**GIVEN EXERCISE**
Locate every line in the data below that contains the word "space", and copy each of those lines in full.

**PROVIDED RECORDS**
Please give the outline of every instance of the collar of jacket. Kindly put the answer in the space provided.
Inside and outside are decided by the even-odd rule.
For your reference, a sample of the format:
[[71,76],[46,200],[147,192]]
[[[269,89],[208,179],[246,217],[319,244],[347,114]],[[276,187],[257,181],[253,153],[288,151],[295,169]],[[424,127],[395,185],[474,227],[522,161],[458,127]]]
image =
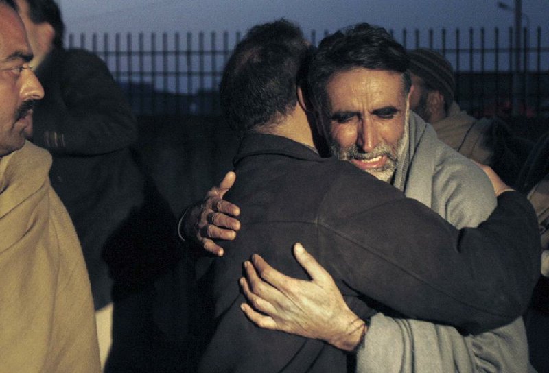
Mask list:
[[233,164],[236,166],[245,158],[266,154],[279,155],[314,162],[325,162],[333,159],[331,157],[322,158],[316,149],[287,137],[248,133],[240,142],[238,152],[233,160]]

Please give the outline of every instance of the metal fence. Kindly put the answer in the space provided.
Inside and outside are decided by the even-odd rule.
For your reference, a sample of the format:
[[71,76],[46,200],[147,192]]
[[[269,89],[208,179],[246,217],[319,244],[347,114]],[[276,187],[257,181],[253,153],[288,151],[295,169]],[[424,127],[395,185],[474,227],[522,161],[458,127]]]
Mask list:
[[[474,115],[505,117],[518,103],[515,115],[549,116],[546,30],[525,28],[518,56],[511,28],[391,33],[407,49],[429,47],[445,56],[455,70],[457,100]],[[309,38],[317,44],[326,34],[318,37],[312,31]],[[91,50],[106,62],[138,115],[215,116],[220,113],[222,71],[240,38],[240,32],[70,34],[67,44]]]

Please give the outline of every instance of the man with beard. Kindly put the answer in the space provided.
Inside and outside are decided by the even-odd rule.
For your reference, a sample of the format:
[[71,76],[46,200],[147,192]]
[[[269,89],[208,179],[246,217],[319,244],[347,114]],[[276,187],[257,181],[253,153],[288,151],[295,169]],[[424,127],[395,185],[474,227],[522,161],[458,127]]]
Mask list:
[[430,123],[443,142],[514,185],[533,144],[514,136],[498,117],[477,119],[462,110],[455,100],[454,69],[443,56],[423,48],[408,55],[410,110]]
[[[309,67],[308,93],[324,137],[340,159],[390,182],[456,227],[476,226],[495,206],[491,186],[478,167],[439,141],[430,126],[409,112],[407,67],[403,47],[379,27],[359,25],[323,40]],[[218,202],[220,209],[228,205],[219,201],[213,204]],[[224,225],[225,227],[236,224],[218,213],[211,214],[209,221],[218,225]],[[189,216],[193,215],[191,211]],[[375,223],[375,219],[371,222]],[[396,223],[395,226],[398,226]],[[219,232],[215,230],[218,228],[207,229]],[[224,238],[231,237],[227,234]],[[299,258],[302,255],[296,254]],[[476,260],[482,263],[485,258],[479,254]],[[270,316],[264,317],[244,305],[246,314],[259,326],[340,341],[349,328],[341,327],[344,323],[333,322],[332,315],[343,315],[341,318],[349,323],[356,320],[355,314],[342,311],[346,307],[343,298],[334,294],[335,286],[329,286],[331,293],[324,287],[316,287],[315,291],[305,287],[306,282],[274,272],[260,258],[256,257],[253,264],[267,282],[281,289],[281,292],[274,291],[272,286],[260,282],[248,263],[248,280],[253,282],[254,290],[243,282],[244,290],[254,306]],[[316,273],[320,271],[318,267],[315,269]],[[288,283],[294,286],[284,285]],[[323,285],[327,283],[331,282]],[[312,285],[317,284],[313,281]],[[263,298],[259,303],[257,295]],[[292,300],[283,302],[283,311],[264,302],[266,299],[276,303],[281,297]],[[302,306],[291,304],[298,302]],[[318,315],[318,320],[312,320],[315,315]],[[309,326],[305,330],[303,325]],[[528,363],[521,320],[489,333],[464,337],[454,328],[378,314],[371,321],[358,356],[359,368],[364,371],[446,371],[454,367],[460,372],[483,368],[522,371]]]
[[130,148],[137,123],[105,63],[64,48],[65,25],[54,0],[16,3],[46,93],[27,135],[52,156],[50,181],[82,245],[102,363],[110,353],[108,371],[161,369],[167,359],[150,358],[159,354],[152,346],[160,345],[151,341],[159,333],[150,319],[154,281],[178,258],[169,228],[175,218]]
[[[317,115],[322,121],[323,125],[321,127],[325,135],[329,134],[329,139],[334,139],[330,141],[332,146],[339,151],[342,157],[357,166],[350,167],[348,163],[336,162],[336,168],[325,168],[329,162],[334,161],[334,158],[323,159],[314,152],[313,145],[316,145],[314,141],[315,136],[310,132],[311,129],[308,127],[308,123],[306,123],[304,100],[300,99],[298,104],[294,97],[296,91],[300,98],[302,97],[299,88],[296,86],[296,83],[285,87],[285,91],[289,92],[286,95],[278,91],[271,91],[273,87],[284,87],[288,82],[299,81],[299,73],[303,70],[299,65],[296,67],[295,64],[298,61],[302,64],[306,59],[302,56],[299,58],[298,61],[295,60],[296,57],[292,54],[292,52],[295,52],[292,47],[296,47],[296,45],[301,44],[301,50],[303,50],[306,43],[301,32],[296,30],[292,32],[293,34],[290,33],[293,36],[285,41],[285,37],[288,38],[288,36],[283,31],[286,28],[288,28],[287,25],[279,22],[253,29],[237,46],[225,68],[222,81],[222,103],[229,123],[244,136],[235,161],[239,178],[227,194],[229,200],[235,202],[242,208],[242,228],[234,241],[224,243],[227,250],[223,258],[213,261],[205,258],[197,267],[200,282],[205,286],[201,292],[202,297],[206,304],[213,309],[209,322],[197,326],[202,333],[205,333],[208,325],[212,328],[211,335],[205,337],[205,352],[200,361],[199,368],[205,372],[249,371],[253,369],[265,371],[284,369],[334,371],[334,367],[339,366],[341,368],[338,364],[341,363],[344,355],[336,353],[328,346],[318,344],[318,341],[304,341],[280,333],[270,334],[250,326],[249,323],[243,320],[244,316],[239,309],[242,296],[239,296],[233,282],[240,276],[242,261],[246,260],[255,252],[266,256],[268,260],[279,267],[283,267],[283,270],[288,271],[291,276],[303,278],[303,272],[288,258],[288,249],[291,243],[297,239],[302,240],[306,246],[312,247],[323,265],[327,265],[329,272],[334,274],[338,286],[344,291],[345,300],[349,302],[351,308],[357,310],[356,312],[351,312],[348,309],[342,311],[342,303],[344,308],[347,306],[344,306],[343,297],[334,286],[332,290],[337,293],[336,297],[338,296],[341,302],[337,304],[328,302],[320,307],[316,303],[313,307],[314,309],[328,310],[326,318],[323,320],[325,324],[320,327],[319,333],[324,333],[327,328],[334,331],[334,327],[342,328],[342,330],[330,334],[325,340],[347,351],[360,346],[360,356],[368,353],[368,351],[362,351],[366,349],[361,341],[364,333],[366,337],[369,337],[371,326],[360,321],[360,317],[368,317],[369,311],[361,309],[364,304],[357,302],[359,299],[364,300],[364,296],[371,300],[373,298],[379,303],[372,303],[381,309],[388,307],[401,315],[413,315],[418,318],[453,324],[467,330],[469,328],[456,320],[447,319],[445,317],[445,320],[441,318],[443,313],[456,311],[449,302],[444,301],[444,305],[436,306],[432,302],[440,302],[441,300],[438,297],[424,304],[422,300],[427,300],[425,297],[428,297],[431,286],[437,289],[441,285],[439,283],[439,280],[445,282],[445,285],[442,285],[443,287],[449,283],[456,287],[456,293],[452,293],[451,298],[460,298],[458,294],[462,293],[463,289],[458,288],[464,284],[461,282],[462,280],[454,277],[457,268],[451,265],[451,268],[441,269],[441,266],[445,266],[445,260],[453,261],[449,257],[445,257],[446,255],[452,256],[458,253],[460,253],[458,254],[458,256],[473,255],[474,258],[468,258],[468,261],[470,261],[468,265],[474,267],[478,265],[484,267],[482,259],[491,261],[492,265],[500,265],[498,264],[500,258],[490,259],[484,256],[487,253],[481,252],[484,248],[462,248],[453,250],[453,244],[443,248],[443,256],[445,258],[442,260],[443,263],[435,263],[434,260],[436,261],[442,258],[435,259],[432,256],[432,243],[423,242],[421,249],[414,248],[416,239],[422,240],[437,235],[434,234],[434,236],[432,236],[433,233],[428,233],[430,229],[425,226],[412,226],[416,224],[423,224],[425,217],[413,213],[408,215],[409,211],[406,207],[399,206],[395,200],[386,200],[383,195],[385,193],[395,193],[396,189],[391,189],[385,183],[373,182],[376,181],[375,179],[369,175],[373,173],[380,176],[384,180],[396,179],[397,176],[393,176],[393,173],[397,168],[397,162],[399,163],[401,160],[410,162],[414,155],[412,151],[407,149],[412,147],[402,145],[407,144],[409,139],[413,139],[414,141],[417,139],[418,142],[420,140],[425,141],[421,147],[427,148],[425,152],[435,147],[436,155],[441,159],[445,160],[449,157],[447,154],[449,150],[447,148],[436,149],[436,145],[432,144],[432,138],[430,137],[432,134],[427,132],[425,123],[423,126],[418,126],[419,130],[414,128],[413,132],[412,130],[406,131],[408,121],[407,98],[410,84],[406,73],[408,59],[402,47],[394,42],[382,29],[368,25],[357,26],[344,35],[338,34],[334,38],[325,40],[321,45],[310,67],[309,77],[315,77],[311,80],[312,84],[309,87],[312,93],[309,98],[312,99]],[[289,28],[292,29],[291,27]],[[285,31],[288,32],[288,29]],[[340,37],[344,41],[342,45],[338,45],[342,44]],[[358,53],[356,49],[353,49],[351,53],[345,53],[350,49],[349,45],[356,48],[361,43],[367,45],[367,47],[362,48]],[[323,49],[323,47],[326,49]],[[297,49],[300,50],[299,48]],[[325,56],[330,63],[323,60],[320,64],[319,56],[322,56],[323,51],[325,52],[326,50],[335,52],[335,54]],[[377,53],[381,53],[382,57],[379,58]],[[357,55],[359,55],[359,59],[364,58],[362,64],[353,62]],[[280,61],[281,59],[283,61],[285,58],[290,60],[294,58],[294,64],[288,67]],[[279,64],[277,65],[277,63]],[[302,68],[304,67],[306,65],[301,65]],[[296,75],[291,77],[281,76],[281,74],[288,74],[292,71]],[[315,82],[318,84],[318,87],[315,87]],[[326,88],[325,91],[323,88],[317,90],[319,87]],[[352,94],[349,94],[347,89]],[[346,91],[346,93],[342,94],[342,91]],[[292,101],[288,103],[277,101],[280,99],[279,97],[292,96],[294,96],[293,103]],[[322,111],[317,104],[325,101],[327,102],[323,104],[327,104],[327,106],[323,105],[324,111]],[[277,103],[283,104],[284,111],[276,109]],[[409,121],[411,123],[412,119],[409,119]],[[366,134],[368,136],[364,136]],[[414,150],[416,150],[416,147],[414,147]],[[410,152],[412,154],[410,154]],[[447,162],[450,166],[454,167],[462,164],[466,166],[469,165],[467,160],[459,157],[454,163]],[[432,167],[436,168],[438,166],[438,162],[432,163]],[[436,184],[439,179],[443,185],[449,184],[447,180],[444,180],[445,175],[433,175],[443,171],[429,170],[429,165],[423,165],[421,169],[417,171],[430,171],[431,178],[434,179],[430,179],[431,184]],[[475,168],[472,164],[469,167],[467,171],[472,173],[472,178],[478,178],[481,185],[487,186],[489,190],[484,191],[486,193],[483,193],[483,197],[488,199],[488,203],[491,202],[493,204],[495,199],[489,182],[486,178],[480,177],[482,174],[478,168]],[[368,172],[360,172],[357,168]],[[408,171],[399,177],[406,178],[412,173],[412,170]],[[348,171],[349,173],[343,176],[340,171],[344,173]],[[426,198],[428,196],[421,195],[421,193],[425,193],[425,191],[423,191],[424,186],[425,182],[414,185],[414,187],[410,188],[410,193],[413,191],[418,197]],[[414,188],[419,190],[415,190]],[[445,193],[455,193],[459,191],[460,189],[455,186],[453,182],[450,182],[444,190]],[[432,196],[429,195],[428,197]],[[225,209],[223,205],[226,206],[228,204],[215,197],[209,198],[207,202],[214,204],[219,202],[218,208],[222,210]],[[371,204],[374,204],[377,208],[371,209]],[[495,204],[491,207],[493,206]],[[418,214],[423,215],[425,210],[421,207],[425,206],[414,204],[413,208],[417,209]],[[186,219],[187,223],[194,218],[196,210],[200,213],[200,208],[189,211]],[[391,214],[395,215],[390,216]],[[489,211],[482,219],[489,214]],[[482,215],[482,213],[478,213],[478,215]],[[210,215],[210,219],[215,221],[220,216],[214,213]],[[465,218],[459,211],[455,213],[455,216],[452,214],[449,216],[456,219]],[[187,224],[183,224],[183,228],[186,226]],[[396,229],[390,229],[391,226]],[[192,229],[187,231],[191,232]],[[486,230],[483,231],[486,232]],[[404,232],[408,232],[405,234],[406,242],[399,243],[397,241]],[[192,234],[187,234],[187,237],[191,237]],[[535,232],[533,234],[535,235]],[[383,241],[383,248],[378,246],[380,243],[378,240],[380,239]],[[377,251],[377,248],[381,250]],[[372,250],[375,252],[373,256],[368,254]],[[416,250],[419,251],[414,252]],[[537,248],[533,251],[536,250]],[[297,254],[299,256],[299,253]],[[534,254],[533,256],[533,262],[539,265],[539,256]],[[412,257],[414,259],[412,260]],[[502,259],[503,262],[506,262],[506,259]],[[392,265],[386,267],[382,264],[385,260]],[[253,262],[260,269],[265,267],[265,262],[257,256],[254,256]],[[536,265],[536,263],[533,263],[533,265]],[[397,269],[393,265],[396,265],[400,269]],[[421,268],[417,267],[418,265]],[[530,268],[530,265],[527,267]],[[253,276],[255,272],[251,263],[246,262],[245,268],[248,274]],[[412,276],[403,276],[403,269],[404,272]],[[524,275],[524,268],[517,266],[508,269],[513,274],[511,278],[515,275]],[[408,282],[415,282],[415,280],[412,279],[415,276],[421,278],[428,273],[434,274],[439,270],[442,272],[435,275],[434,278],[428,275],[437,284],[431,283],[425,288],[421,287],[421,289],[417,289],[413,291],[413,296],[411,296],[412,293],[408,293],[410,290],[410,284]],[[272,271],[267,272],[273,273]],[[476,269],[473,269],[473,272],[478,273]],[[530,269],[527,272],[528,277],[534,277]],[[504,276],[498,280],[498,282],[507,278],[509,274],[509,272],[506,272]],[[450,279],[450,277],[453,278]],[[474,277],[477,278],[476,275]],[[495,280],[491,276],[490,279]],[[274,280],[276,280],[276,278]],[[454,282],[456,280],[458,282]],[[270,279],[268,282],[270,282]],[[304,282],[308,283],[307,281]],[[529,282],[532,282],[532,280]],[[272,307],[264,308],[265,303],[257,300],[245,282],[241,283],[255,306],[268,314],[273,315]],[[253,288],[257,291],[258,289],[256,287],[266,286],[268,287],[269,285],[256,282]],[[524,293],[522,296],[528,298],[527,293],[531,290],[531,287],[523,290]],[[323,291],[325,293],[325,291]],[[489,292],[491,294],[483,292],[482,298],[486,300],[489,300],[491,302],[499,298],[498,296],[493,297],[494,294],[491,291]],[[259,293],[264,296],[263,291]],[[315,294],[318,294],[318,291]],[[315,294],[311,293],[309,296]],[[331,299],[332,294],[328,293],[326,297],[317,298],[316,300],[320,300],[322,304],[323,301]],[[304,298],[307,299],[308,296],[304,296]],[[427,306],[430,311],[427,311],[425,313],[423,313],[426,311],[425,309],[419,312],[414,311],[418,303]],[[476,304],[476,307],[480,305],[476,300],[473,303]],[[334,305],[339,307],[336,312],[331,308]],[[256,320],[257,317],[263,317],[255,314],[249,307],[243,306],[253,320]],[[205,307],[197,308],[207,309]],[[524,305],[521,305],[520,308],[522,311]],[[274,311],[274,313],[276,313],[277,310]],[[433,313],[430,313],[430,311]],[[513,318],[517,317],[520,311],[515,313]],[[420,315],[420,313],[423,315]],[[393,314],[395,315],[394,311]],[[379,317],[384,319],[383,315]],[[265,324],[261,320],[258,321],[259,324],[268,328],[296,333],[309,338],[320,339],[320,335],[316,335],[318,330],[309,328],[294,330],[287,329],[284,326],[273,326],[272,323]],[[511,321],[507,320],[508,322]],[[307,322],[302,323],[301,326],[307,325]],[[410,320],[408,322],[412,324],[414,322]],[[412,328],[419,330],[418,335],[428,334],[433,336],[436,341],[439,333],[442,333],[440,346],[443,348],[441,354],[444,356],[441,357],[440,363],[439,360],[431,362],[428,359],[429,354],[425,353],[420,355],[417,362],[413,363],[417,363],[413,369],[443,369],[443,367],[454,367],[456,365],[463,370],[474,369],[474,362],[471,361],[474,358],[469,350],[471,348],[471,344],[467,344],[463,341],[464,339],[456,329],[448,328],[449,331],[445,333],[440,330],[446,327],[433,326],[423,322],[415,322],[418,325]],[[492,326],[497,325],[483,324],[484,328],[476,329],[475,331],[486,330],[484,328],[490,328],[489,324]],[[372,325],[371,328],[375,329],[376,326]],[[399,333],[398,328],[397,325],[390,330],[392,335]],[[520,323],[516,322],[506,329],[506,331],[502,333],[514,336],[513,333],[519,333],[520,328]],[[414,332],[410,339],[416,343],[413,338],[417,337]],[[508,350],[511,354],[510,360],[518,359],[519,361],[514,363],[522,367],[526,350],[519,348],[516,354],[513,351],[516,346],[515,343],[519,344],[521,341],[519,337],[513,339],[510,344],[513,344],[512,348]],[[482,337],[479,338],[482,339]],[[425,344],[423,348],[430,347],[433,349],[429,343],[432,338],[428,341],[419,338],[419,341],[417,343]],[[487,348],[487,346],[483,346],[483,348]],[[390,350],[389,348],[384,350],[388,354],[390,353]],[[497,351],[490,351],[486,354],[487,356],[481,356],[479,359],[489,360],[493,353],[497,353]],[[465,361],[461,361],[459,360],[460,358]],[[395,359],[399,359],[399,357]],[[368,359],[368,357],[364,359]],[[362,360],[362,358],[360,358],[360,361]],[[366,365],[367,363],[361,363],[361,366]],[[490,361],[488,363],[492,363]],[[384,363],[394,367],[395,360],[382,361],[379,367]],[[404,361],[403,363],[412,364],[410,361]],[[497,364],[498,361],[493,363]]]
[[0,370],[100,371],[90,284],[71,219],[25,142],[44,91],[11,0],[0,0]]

**FINISHED EXERCISE**
Please give the outline of every instance of the collar of jacket. Kindly put the answer in the space provided.
Please give the outline of every instance of the metal fence. Kindly put the answer in the space provided.
Please give the outline of every instance of the man with beard. Kindly put the answer in the space provided.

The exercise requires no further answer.